— SEZIONE DEL DOCUMENTO —
※
Si sono così avute numerose, diversificate formulazioni che hanno caratterizzato e arricchito la plurisecolare tra­dizione catechistica. Ciò ha consentito tra l'altro di toccare con mano come il «depositum fidei», la sostanza dottrinale della fede cattolica, la quale rimane, in quanto arcano mi­stero, pur sempre come «avvolta d'oscurità»[3], si sia venu­ta delineando ed esplicitando sempre più lungo i secoli, grazie all'azione dello Spirito Santo. È infatti lo Spirito Santo che, per mezzo degli elementi testé citati e di altri ancora noti oppure sconosciuti, conduce la sua Chiesa alla comprensione piena della verità, che Dio in Cristo ha dona­to all'umanità.
※
— ELENCO DEL COMPITO —
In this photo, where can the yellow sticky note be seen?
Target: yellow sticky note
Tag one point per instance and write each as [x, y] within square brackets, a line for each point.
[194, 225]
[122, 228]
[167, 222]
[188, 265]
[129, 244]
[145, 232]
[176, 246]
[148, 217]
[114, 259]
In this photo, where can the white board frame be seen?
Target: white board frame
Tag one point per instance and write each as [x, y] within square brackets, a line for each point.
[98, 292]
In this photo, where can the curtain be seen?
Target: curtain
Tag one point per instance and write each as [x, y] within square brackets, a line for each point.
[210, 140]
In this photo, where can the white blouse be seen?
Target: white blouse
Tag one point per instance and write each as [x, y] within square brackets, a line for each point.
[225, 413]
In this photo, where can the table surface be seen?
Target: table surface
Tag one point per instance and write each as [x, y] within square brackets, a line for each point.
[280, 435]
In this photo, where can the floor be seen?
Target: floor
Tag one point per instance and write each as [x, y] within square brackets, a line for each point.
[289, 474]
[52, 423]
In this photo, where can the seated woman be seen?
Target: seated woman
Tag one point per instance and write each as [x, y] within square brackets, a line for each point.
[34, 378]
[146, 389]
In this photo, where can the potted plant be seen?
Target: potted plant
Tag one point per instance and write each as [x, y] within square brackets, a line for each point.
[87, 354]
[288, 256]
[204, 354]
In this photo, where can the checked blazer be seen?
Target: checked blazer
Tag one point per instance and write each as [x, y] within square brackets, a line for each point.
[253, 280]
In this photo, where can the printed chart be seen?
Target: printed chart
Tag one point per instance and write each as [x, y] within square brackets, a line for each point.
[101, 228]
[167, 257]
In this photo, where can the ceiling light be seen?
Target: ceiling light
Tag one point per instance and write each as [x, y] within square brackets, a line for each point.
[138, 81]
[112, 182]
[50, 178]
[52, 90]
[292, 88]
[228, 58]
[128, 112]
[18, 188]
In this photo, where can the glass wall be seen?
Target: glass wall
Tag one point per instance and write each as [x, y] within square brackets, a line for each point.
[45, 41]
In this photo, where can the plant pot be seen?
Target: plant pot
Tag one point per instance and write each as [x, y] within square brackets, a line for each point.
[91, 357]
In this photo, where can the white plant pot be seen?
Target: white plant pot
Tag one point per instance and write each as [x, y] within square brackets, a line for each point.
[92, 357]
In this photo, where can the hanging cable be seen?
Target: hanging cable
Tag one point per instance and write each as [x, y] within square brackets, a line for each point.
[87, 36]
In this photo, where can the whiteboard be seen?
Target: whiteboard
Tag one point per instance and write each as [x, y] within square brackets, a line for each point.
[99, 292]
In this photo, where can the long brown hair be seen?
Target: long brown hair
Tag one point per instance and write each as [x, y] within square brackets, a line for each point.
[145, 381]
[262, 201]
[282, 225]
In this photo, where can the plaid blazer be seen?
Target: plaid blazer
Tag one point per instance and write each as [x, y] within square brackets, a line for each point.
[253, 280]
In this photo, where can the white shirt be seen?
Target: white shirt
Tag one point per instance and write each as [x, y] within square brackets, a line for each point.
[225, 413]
※
— COMPITI DA SVOLGERE —
• 1. Trascrivi per intero e senza alcuna modifica il brano sulla tradizione catechistica.
• 2. Converti in un CSV a due colonne, «testo» e «risposta», il tratto dell'elenco compreso tra la riga che contiene "In this photo, where can the long" e la fine dell'elenco, estremi inclusi. Ogni testo va in una riga insieme alla sua risposta, e ciascuno dei due sta in un campo tra virgolette, con gli a capo sostituiti da spazi.
Il brano sulla tradizione catechistica e l'elenco provengono da fonti diverse.

— RISPOSTE AI COMPITI —
• 1.
Si sono così avute numerose, diversificate formulazioni che hanno caratterizzato e arricchito la plurisecolare tra­dizione catechistica. Ciò ha consentito tra l'altro di toccare con mano come il «depositum fidei», la sostanza dottrinale della fede cattolica, la quale rimane, in quanto arcano mi­stero, pur sempre come «avvolta d'oscurità»[3], si sia venu­ta delineando ed esplicitando sempre più lungo i secoli, grazie all'azione dello Spirito Santo. È infatti lo Spirito Santo che, per mezzo degli elementi testé citati e di altri ancora noti oppure sconosciuti, conduce la sua Chiesa alla comprensione piena della verità, che Dio in Cristo ha dona­to all'umanità.

• 2.
testo,risposta
"In this photo, where can the long brown hair be seen? Target: long brown hair Tag one point per instance and write each as [x, y] within square brackets, a line for each point.","[145, 381] [262, 201] [282, 225]"
"In this photo, where can the plaid blazer be seen? Target: plaid blazer Tag one point per instance and write each as [x, y] within square brackets, a line for each point.","[253, 280]"
"In this photo, where can the white shirt be seen? Target: white shirt Tag one point per instance and write each as [x, y] within square brackets, a line for each point.","[225, 413]"